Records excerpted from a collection
((

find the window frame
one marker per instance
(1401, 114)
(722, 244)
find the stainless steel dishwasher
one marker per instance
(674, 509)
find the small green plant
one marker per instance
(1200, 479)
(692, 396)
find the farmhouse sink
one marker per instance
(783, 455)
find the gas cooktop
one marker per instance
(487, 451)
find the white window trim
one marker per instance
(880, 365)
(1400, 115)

))

Copy each record above so that no word or mark differs.

find the window frame
one marker per instance
(1401, 114)
(722, 244)
find the stainless steel dishwasher
one marker per instance
(674, 509)
find the small green plant
one marker per instance
(1200, 479)
(692, 396)
find the farmhouse sink
one marker per instance
(783, 455)
find the gas cooktop
one marker per instance
(487, 451)
find the white window trim
one marker per instance
(880, 365)
(1400, 115)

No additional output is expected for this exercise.